→ **RECORDS FOR PROCESSING**
○ ○ ○ ○ ○ ○ ○
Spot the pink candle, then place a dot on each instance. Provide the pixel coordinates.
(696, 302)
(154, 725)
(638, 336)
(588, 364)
○ ○ ○ ○ ○ ○ ○
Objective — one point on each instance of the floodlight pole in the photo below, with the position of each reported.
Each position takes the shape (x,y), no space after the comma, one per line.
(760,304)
○ ○ ○ ○ ○ ○ ○
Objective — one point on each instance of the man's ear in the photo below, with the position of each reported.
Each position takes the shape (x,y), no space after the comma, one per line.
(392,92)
○ ○ ○ ○ ○ ○ ○
→ **WHAT TO DO**
Anywhere the listing shows the word "reported", copy the full line.

→ **TASK RESULT**
Objective — one point on each instance of the floodlight pole in the photo below, with the position of each reported.
Objective — one point on each instance of the man's ear in the photo below, with the position of each reported.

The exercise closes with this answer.